» **MATERIAL PROVIDED**
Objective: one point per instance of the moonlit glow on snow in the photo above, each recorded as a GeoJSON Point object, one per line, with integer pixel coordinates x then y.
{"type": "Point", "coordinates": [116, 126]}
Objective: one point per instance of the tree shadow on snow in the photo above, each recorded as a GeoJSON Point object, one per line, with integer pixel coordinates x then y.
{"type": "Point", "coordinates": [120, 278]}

--

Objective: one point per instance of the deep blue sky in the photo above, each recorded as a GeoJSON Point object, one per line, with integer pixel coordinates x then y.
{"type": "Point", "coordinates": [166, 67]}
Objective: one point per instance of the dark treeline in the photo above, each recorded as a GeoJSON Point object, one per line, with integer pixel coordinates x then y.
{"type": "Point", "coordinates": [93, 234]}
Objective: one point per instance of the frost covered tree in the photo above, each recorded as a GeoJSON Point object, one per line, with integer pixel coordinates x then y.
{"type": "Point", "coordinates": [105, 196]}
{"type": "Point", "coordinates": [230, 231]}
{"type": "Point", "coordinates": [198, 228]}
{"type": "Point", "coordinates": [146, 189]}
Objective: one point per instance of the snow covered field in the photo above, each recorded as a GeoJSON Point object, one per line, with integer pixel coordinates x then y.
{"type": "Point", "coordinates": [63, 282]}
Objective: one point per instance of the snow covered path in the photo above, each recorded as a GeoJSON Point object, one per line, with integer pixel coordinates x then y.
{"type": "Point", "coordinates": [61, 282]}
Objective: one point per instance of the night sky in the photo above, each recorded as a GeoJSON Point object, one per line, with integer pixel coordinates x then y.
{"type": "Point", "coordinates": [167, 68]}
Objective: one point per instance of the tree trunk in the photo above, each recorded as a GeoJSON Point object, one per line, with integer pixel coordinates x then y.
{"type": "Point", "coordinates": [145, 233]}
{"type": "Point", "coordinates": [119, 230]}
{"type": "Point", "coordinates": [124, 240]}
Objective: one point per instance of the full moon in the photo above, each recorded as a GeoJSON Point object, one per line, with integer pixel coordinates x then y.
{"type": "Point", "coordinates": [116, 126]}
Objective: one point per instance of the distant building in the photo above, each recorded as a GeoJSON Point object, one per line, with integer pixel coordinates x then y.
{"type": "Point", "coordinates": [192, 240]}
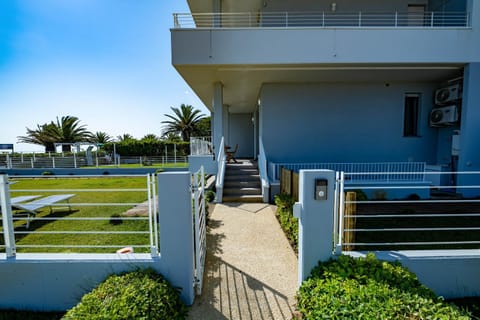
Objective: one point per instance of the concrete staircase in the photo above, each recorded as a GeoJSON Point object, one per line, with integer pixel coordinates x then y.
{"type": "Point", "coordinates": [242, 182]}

» **WHAT TO PRODUCE**
Please report how many lines of the records above contain the word "covered" (case counts). Give only the number.

» **SOLUTION**
3